▶ **What the task requires**
Please repeat each entry. Match every word exactly.

BEGIN Source material

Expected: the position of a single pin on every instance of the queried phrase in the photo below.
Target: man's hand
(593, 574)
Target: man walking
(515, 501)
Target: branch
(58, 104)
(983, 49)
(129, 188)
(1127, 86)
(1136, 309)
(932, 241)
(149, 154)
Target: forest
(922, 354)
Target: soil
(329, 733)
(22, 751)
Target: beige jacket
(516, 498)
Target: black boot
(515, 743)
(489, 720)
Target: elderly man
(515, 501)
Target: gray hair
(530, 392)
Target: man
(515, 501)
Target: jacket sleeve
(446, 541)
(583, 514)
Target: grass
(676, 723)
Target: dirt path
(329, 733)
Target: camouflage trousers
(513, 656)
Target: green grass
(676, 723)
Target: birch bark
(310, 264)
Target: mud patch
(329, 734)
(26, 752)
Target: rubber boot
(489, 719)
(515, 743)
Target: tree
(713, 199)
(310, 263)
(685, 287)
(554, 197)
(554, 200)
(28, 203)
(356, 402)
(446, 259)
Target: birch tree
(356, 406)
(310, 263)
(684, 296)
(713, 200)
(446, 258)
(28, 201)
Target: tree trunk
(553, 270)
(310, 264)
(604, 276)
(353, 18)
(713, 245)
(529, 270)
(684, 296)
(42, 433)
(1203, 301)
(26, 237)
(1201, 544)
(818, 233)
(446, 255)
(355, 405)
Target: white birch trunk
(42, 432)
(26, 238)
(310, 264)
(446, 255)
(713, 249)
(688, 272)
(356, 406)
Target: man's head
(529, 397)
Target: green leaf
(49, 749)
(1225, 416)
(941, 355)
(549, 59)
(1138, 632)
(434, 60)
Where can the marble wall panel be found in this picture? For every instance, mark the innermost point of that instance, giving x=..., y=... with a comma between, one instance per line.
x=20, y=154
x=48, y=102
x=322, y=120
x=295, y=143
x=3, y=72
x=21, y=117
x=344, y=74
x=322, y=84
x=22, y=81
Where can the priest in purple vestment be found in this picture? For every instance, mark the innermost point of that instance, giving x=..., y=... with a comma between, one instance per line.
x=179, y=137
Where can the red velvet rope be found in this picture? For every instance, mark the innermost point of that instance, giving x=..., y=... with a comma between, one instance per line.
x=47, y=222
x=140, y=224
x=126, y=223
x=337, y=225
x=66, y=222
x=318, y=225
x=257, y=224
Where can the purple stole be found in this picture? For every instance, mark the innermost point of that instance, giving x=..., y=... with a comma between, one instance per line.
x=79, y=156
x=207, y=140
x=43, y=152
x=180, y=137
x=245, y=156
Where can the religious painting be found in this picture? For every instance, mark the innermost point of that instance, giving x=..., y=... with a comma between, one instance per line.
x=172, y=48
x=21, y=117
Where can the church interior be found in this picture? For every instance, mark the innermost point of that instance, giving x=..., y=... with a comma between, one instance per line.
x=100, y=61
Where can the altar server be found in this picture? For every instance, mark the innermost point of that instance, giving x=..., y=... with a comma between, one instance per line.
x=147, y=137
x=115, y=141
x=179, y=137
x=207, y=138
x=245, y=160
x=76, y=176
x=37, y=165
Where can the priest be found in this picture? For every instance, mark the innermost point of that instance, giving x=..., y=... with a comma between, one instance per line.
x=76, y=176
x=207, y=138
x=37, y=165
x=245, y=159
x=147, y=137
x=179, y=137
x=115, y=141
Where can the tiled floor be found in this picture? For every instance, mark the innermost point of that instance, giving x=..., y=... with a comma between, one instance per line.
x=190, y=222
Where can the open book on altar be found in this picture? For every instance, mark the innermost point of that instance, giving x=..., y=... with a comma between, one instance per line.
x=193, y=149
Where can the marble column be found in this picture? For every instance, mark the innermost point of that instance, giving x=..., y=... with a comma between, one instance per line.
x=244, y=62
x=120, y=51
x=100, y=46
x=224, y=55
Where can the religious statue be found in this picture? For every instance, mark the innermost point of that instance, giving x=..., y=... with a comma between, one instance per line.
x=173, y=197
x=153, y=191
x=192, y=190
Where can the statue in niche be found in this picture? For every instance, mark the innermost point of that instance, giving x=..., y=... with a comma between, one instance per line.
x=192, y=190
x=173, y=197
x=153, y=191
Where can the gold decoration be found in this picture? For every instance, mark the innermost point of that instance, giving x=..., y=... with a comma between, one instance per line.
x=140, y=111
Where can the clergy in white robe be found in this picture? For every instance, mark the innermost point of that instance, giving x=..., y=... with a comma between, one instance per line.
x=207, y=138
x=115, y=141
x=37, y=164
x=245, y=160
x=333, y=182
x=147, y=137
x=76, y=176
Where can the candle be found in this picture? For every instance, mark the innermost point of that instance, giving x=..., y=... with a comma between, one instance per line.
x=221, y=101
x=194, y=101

END Source material

▶ **Output below**
Expected: the position of a single pin on every instance of the queried phrase in the photo below.
Target: man's hand
(593, 574)
Target: man walking
(515, 501)
Target: branch
(58, 104)
(983, 49)
(129, 188)
(1127, 86)
(1136, 309)
(932, 241)
(149, 154)
Target: forest
(922, 354)
Target: soil
(329, 733)
(22, 751)
Target: beige jacket
(516, 498)
Target: black boot
(515, 743)
(489, 720)
Target: elderly man
(515, 501)
Target: gray hair
(530, 392)
Target: man
(515, 501)
Target: jacket sleeve
(446, 541)
(583, 514)
Target: grass
(676, 723)
Target: dirt path
(329, 733)
Target: camouflage trousers
(513, 656)
Target: green grass
(676, 723)
Target: birch bark
(310, 264)
Target: mud patch
(329, 734)
(26, 752)
Target: rubber boot
(489, 719)
(515, 743)
Target: tree
(713, 199)
(310, 263)
(685, 287)
(554, 197)
(554, 200)
(28, 203)
(356, 402)
(446, 259)
Target: birch tree
(356, 406)
(310, 263)
(684, 296)
(713, 200)
(446, 258)
(28, 201)
Target: tree trunk
(553, 270)
(310, 264)
(604, 276)
(353, 18)
(713, 245)
(529, 270)
(684, 296)
(42, 433)
(1203, 301)
(26, 237)
(1201, 544)
(818, 233)
(446, 255)
(355, 405)
Target: white birch trunk
(42, 432)
(26, 238)
(310, 264)
(446, 255)
(713, 249)
(688, 272)
(356, 406)
Target: man's head
(529, 397)
Target: green leaf
(49, 749)
(1225, 416)
(941, 355)
(549, 59)
(1138, 632)
(434, 60)
Where can the marble wall panel be found in this picture? For every instance, mark the innermost point of that instance, giving x=..., y=... with a comma between, one instance per line.
x=20, y=154
x=48, y=102
x=322, y=120
x=295, y=143
x=3, y=72
x=21, y=117
x=344, y=74
x=322, y=84
x=22, y=81
Where can the priest in purple vestment be found in this picture? For every instance, mark the innermost point of that instance, giving x=..., y=... with a comma between, one instance per line.
x=179, y=137
Where can the red velvet rope be found in this picture? For every instance, mark the innermost point of that instance, giving x=..., y=... with a comma between, one instance per line.
x=47, y=222
x=140, y=224
x=126, y=223
x=337, y=225
x=66, y=222
x=318, y=225
x=257, y=224
Where can the purple stole be found in this picture? For every instance, mark the innermost point of that instance, giving x=..., y=... with a comma between, one instance per line.
x=79, y=156
x=207, y=140
x=43, y=152
x=180, y=137
x=245, y=156
Where can the religious painting be found in this picture? For every instance, mark the innermost point of that instance, giving x=..., y=... with a comma between, one instance per line.
x=172, y=48
x=21, y=117
Where can the church interior be found in this picture? For every instance, mark the innermost point of that instance, giving x=..., y=... with a comma between, one instance per line.
x=100, y=61
Where can the altar server be found in this picture? For every instance, mark the innermost point of that instance, giving x=..., y=... with a comma between, one instance per line.
x=147, y=137
x=115, y=141
x=179, y=137
x=207, y=138
x=245, y=160
x=76, y=176
x=37, y=165
Where can the priest be found in this picture? For every instance, mark the innermost point of that instance, giving x=..., y=... with a comma between, one instance per line.
x=76, y=176
x=207, y=138
x=37, y=165
x=245, y=159
x=147, y=137
x=179, y=137
x=115, y=141
Where can the tiled floor be found in this picture? For every instance, mark the innermost point of that instance, giving x=..., y=... with a comma between, one instance per line.
x=190, y=222
Where can the open book on altar be found in this picture? For every instance, mark the innermost point of that instance, giving x=..., y=... with a comma between, one instance per line.
x=193, y=149
Where can the marble column be found in this picture? For every instance, mark the innermost point of that instance, giving x=..., y=... with a comma between, one instance per line.
x=244, y=62
x=120, y=51
x=100, y=46
x=224, y=55
Where can the religious statue be found in this picture? For every instance, mark the innermost point of that instance, giving x=..., y=... with a comma between, one instance per line.
x=173, y=197
x=153, y=191
x=192, y=190
Where can the statue in niche be found in this picture? For every instance, mark the innermost point of that instance, giving x=..., y=... with a comma between, one instance per line.
x=192, y=190
x=173, y=197
x=153, y=191
Where can the gold decoration be found in this picture? For every instance, mark the innermost point of that instance, giving x=..., y=... with a comma between, one instance per line.
x=140, y=111
Where can the clergy in white robe be found in this picture? For every instance, mark the innermost point of that instance, giving x=..., y=... with a comma between, one instance per line.
x=207, y=138
x=115, y=141
x=37, y=164
x=245, y=160
x=333, y=182
x=147, y=137
x=76, y=176
Where can the candle be found in this picture? For every instance, mark the innermost point of that instance, giving x=..., y=... with a comma between, one instance per line.
x=221, y=101
x=194, y=101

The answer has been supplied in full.